— Request —
Set out every row below as a Markdown table with a Row column for its number and a Line column for its text. Leave out any blank lines.

— Records supplied —
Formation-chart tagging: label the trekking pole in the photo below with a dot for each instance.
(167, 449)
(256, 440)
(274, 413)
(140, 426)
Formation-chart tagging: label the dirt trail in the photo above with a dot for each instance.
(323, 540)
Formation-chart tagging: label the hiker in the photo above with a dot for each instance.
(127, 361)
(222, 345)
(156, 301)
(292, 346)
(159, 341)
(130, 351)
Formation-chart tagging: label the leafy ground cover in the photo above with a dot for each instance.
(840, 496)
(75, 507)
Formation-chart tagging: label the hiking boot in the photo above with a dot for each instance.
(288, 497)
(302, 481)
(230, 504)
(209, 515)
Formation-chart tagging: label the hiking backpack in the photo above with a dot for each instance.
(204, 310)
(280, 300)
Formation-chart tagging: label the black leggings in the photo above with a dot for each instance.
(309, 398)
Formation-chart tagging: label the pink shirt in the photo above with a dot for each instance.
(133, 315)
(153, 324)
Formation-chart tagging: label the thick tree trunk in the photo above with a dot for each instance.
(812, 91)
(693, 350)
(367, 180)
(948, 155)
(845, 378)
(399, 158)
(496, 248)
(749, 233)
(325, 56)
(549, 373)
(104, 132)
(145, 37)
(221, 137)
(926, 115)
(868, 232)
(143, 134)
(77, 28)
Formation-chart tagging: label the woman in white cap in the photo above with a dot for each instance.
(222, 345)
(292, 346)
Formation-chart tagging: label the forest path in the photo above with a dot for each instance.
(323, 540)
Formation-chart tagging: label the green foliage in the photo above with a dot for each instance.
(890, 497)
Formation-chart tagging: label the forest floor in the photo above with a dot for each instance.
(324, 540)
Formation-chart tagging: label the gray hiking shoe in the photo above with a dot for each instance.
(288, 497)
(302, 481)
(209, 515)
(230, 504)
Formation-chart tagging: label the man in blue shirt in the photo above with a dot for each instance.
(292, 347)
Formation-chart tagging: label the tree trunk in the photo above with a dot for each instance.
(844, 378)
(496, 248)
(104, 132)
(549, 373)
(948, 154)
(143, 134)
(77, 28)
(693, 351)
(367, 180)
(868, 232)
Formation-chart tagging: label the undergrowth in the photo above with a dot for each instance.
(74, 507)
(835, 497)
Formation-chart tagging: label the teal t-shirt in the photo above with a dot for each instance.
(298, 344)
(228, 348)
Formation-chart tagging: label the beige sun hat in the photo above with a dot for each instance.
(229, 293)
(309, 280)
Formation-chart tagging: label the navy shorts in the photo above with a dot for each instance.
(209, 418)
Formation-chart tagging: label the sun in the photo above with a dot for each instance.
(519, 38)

— Response to the exercise —
| Row | Line |
|---|---|
| 1 | Formation-chart tagging: label the trekking pole in the photo below with a dot for each instance. |
| 2 | (167, 449) |
| 3 | (256, 440) |
| 4 | (274, 413) |
| 5 | (140, 426) |
| 6 | Formation-chart tagging: label the dirt trail in the photo above with a dot for each instance. |
| 7 | (323, 540) |
| 8 | Formation-chart tagging: label the hiker in the photo above with a dot for each instance. |
| 9 | (127, 361) |
| 10 | (222, 345) |
| 11 | (156, 301) |
| 12 | (292, 346) |
| 13 | (159, 341) |
| 14 | (130, 351) |
| 15 | Formation-chart tagging: label the leafy ground cover in the photo above with a dot for each instance. |
| 16 | (840, 496) |
| 17 | (75, 507) |
| 18 | Formation-chart tagging: label the hiking boot in the photo above with a dot for each instance. |
| 19 | (288, 497) |
| 20 | (302, 481) |
| 21 | (230, 504) |
| 22 | (209, 515) |
| 23 | Formation-chart tagging: label the hiking backpack in the photo above with a dot for each instance. |
| 24 | (204, 310) |
| 25 | (280, 300) |
| 26 | Formation-chart tagging: label the black leggings in the photo above with a dot for each instance. |
| 27 | (309, 398) |
| 28 | Formation-chart tagging: label the pink shirt in the photo above with a dot for each instance. |
| 29 | (133, 315) |
| 30 | (153, 324) |
| 31 | Formation-chart tagging: label the thick tree trunk in the photo above with a dot for each instance. |
| 32 | (812, 91) |
| 33 | (693, 350) |
| 34 | (367, 180) |
| 35 | (948, 155) |
| 36 | (845, 378) |
| 37 | (399, 158) |
| 38 | (496, 248) |
| 39 | (749, 233) |
| 40 | (325, 56) |
| 41 | (549, 373) |
| 42 | (104, 132) |
| 43 | (145, 37) |
| 44 | (221, 137) |
| 45 | (926, 115) |
| 46 | (868, 232) |
| 47 | (143, 134) |
| 48 | (77, 28) |
| 49 | Formation-chart tagging: label the woman in white cap in the photo above with a dot for each instance. |
| 50 | (222, 345) |
| 51 | (292, 346) |
| 52 | Formation-chart tagging: label the forest path in the photo above with a dot for each instance. |
| 53 | (323, 540) |
| 54 | Formation-chart tagging: label the green foliage in the photo above with a dot for each instance. |
| 55 | (890, 497) |
| 56 | Formation-chart tagging: label the forest floor in the photo above with a dot for each instance. |
| 57 | (324, 540) |
| 58 | Formation-chart tagging: label the gray hiking shoe in the photo above with a dot for each instance. |
| 59 | (288, 497) |
| 60 | (302, 481) |
| 61 | (209, 515) |
| 62 | (230, 504) |
| 63 | Formation-chart tagging: label the man in blue shirt in the photo above with a dot for each instance. |
| 64 | (292, 347) |
| 65 | Formation-chart tagging: label the tree trunk in the photo above with a dot for each instance. |
| 66 | (844, 378) |
| 67 | (496, 248) |
| 68 | (104, 132) |
| 69 | (549, 373) |
| 70 | (948, 154) |
| 71 | (143, 134) |
| 72 | (77, 28) |
| 73 | (693, 351) |
| 74 | (367, 180) |
| 75 | (868, 232) |
| 76 | Formation-chart tagging: label the undergrowth in the photo above with a dot for each instance. |
| 77 | (74, 507) |
| 78 | (835, 497) |
| 79 | Formation-chart tagging: label the teal t-shirt in the photo above with a dot for each instance. |
| 80 | (298, 344) |
| 81 | (228, 348) |
| 82 | Formation-chart tagging: label the beige sun hat in the photo above with a dot for each instance. |
| 83 | (229, 293) |
| 84 | (309, 280) |
| 85 | Formation-chart tagging: label the navy shorts in the photo above with a dot for each instance. |
| 86 | (209, 418) |
| 87 | Formation-chart tagging: label the sun in the photo above with a dot for each instance. |
| 88 | (519, 38) |